■ **Written task**
Emit the line that holds "Could you then find the asphalt" and all lines following it through the end of the data, verbatim, and nothing else.

##### The data

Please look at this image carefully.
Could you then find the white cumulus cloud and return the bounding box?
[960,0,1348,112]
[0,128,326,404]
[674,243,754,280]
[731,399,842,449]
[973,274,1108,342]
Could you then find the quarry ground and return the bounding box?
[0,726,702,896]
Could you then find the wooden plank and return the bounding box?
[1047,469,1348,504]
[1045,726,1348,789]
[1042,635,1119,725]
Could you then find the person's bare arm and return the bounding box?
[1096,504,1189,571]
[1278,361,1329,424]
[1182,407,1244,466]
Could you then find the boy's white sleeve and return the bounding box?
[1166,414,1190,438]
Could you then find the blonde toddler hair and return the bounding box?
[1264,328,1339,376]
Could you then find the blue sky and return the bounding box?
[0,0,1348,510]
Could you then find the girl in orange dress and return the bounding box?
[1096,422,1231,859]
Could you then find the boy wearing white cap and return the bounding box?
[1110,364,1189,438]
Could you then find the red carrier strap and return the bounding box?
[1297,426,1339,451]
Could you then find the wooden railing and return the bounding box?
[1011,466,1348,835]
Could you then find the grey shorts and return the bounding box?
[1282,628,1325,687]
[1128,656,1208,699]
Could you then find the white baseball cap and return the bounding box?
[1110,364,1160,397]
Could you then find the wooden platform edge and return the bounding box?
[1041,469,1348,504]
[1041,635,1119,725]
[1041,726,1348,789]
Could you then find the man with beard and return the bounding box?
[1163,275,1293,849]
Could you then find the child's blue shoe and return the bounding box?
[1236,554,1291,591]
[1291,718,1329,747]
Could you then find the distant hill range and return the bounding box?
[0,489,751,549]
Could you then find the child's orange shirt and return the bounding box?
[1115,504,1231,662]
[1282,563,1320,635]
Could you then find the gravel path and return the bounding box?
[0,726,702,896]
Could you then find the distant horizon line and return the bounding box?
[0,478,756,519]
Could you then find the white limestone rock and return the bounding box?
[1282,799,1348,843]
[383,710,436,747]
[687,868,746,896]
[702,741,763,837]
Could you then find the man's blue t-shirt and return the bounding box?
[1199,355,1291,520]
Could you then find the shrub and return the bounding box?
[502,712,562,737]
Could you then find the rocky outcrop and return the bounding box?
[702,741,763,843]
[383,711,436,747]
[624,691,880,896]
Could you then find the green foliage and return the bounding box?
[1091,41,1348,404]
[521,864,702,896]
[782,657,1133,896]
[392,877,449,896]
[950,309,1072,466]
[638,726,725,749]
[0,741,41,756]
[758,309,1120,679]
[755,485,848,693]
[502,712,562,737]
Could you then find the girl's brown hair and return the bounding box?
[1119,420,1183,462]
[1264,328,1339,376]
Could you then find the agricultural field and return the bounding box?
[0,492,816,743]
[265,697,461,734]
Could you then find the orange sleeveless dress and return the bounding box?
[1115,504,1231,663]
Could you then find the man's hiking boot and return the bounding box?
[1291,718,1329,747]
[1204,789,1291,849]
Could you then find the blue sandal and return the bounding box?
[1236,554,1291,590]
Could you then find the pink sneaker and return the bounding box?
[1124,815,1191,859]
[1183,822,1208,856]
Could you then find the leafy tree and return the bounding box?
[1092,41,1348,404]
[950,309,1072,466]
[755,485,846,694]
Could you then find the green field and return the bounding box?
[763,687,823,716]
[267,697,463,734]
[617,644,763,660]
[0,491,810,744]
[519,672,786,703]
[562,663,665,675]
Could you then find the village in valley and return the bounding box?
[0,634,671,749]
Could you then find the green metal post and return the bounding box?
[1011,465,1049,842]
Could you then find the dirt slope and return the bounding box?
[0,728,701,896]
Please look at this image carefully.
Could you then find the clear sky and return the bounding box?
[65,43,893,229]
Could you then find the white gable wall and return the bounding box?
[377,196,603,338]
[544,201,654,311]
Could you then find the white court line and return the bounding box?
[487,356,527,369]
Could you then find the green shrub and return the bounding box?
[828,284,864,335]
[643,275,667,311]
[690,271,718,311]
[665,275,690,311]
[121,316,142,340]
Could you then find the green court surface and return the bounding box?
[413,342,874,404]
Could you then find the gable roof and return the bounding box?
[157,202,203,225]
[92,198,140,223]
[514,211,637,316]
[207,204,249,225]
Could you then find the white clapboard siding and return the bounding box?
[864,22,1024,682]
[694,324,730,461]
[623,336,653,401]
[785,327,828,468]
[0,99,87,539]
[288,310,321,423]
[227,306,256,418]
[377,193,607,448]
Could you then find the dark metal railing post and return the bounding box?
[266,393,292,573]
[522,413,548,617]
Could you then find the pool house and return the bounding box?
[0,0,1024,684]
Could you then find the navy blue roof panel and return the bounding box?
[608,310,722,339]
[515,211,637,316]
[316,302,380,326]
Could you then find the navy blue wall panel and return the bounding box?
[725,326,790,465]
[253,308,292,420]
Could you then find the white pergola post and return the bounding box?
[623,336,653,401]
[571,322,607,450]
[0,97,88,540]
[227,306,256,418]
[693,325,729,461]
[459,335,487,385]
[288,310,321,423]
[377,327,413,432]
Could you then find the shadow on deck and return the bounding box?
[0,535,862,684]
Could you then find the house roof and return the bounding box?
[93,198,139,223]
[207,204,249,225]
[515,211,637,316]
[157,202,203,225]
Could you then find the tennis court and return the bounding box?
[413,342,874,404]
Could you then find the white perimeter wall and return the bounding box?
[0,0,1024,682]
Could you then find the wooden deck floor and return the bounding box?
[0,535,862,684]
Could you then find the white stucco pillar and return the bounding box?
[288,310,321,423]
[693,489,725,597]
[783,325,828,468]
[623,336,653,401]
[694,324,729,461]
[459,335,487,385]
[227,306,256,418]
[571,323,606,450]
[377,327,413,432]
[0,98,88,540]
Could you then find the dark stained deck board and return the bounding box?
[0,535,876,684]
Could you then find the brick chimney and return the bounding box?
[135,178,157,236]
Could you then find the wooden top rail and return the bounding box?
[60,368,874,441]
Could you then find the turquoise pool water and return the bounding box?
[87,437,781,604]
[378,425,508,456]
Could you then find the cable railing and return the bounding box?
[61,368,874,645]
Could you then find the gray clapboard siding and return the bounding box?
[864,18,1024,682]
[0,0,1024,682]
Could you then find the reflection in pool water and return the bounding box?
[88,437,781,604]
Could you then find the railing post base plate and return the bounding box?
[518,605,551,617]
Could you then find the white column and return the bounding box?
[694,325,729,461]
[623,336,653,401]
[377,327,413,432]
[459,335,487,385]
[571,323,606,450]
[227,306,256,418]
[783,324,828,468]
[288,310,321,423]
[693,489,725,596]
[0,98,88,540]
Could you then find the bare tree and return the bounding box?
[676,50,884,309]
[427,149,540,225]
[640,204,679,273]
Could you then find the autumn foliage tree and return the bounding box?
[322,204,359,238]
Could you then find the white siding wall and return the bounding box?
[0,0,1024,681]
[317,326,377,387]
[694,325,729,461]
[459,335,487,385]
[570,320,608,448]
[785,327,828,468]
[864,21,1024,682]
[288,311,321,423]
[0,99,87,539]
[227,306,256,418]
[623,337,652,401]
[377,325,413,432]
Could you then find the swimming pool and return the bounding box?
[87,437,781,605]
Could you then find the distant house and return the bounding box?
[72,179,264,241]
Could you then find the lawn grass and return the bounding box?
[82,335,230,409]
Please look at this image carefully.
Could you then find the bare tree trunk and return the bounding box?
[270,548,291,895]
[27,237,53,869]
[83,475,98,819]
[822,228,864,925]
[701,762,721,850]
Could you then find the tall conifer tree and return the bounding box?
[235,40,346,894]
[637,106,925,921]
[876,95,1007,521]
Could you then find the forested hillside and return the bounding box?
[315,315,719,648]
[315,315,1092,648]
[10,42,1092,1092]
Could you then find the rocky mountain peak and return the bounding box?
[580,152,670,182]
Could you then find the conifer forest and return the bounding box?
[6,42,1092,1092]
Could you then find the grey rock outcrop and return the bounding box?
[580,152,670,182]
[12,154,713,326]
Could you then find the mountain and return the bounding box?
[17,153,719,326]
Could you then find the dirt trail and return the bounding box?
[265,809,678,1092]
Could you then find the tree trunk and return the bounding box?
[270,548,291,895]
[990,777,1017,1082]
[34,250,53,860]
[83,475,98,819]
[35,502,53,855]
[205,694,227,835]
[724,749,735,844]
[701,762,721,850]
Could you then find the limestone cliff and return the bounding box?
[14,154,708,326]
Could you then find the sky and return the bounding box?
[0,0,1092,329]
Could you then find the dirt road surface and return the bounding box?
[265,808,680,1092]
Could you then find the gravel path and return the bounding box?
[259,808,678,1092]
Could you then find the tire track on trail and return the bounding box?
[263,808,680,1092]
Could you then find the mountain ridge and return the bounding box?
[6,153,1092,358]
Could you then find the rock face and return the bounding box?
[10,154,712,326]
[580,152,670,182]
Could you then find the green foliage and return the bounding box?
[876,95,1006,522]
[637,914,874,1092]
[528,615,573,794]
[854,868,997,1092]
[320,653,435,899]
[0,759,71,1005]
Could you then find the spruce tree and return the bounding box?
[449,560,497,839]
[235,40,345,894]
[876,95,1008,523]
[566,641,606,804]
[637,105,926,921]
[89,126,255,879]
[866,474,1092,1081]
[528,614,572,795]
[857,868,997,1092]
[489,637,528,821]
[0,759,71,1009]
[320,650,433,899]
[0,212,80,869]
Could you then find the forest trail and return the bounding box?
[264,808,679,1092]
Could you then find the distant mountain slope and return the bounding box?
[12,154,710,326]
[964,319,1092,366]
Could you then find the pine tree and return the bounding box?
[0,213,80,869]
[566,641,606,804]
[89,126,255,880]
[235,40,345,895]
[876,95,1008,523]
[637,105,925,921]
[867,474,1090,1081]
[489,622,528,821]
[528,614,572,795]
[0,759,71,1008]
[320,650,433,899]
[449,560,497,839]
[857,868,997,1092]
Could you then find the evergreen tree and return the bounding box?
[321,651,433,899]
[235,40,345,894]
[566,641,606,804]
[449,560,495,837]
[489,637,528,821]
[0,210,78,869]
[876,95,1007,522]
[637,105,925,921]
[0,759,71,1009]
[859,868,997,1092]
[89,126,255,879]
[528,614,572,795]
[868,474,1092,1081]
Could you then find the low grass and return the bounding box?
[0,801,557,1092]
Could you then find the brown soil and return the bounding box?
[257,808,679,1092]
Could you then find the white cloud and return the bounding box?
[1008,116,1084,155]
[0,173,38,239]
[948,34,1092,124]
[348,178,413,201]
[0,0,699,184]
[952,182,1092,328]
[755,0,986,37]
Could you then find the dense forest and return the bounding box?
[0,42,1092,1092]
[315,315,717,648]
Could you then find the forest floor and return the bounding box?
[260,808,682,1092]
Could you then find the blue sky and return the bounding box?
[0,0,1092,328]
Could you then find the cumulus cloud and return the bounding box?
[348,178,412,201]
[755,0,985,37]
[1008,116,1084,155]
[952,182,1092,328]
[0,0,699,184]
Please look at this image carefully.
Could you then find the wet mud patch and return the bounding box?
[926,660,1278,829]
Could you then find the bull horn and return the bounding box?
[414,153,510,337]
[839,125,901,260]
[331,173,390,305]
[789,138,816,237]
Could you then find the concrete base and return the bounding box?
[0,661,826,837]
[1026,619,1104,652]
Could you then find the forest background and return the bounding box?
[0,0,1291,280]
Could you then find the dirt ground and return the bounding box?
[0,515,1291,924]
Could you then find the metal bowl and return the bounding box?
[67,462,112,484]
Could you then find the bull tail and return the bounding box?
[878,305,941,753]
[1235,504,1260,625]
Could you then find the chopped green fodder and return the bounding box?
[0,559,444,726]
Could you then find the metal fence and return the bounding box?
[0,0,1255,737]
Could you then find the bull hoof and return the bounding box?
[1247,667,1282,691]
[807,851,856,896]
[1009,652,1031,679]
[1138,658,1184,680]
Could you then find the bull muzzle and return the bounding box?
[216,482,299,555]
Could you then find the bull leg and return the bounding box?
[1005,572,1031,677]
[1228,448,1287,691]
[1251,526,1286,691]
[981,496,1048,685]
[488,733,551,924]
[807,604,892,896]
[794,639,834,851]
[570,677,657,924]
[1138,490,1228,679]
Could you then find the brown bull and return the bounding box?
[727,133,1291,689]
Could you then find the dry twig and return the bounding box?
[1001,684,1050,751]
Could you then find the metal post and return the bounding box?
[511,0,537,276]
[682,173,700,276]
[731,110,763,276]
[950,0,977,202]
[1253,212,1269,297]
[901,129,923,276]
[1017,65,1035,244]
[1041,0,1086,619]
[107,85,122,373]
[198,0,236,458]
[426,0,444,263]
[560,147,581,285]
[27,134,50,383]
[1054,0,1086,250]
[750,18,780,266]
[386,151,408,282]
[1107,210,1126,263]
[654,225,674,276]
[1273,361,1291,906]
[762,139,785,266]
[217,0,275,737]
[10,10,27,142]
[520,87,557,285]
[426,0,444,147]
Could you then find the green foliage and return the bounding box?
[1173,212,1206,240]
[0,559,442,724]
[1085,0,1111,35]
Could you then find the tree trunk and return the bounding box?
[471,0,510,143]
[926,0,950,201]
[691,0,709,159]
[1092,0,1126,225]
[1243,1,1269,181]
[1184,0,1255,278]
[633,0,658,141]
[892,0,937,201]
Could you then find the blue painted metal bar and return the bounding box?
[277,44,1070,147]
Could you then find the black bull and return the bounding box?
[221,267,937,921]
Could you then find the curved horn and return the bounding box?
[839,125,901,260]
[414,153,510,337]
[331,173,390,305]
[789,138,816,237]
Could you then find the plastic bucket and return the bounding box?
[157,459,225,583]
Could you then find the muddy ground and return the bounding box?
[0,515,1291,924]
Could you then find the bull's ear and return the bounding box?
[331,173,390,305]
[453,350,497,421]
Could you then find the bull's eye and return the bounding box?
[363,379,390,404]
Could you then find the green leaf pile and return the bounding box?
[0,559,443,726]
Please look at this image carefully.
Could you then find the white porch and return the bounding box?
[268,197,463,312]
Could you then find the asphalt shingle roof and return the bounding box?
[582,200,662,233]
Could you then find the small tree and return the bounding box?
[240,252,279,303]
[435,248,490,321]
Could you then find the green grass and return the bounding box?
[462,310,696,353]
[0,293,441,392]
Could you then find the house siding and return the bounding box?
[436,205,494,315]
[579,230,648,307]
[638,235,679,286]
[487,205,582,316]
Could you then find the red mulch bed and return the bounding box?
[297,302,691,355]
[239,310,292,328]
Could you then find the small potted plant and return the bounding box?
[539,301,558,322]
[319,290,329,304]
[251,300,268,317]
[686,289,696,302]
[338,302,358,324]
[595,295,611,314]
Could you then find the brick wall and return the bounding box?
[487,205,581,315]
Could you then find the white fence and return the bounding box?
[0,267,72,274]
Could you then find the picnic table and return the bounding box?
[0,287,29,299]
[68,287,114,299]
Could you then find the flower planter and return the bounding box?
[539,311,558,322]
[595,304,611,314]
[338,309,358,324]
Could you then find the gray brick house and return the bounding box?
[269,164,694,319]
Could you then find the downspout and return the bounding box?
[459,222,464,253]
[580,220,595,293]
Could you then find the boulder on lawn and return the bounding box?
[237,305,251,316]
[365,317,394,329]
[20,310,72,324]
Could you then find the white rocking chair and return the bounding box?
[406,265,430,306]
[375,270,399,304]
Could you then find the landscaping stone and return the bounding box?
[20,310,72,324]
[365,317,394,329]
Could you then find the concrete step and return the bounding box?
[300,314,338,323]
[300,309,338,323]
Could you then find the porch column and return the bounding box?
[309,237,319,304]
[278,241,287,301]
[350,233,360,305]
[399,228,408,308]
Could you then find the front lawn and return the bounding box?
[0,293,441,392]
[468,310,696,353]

##########

■ **Solved problem**
Could you then find the asphalt shingle roof and return the bounding box?
[582,200,662,233]
Could you then find the small tree and return the bounding box?
[240,252,279,303]
[435,248,490,321]
Could you then find the green grass and return the bounding box?
[462,310,696,353]
[0,293,441,392]
Could you then find the house siding and return the bounding box?
[436,205,494,315]
[579,230,648,307]
[638,235,679,286]
[487,205,582,316]
Could you then find the red mulch bed and return the bounding box?
[297,302,691,355]
[239,310,292,328]
Could you then find the small potted plant and return the bounding box?
[539,301,558,322]
[319,290,329,304]
[251,300,268,317]
[686,289,696,302]
[338,302,358,324]
[595,295,611,314]
Could you then find the brick wall and return the bounding box?
[487,205,581,315]
Could you then find the white fence and return the bounding box?
[0,267,72,274]
Could you then find the picnic table and return the bounding box?
[0,287,29,299]
[68,287,114,299]
Could you then find the flower planter and return the bounding box?
[539,311,558,322]
[595,304,611,314]
[338,309,358,324]
Could you then find the gray brick house and return the bounding box?
[269,164,694,319]
Could you then find the downspout and return the bounding box?
[459,222,464,253]
[580,220,595,293]
Could you then find the boulder on lawn and return the bounding box?
[237,305,251,316]
[365,317,394,329]
[20,310,72,324]
Could you then find the white rocking chair and return the bounding box?
[406,265,430,306]
[375,270,399,304]
Could you then find the landscaping stone and return the bounding box?
[20,310,72,324]
[365,317,394,329]
Could you then find the concrete step and return the bounding box?
[300,314,338,323]
[300,309,338,323]
Could you then find the porch column and return the bounding box?
[309,237,319,304]
[278,241,287,301]
[350,233,360,305]
[399,228,408,308]
Could you then find the front lawn and return the bounding box?
[0,293,441,392]
[468,310,696,353]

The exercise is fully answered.